__Work task__
Wherever a line holds the word "instance", copy that line from the data.
====
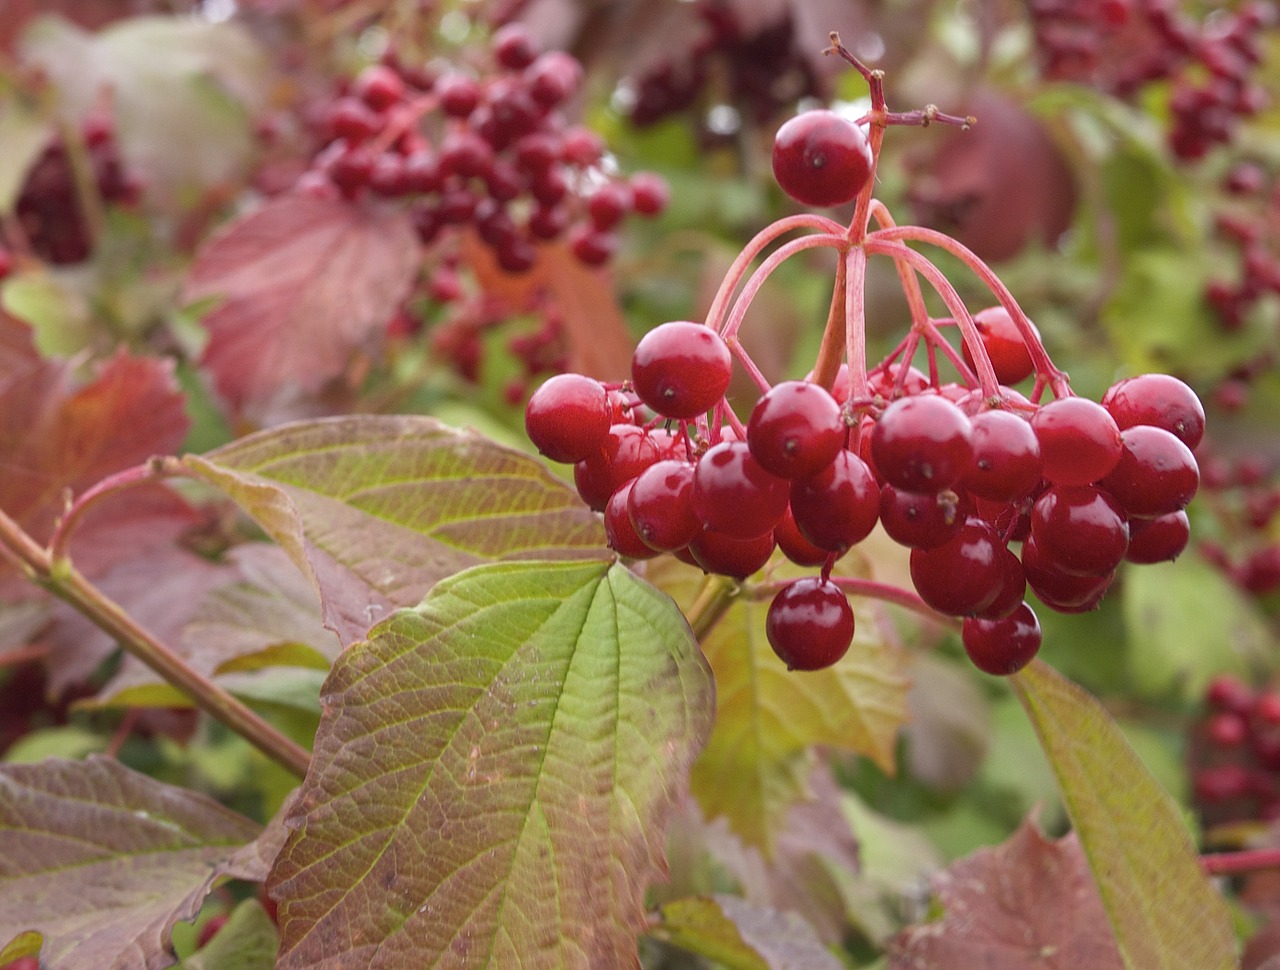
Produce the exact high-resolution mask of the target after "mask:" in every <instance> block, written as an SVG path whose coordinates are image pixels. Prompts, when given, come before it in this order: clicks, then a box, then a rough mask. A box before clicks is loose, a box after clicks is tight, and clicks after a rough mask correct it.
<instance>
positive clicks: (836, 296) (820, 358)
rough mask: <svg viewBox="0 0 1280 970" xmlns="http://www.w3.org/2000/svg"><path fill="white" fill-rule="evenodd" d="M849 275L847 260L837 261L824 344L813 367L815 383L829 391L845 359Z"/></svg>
mask: <svg viewBox="0 0 1280 970" xmlns="http://www.w3.org/2000/svg"><path fill="white" fill-rule="evenodd" d="M847 279H849V274H847V271H846V262H845V260H837V261H836V285H835V287H833V288H832V292H831V307H829V308H828V310H827V325H826V326H824V328H823V330H822V344H820V346H819V347H818V360H817V361H814V365H813V379H812V380H813V381H814V384H818V385H819V386H822V388H826V389H827V390H831V389H832V388H833V386H835V385H836V375H837V374H840V362H841V361H842V360H844V358H845V334H846V330H847V320H846V317H845V289H846V287H847Z"/></svg>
====
__Exercise response__
Produce the exact high-resolution mask of the target after "mask:" in every <instance> block, written as an SVG path whose coordinates are image pixels. Prompts, when given, come before it in this order: clicks, then a box, then a rough mask. A box before clicks is loose, a box after clicks is tight, and clicks after a rough mask correct it.
<instance>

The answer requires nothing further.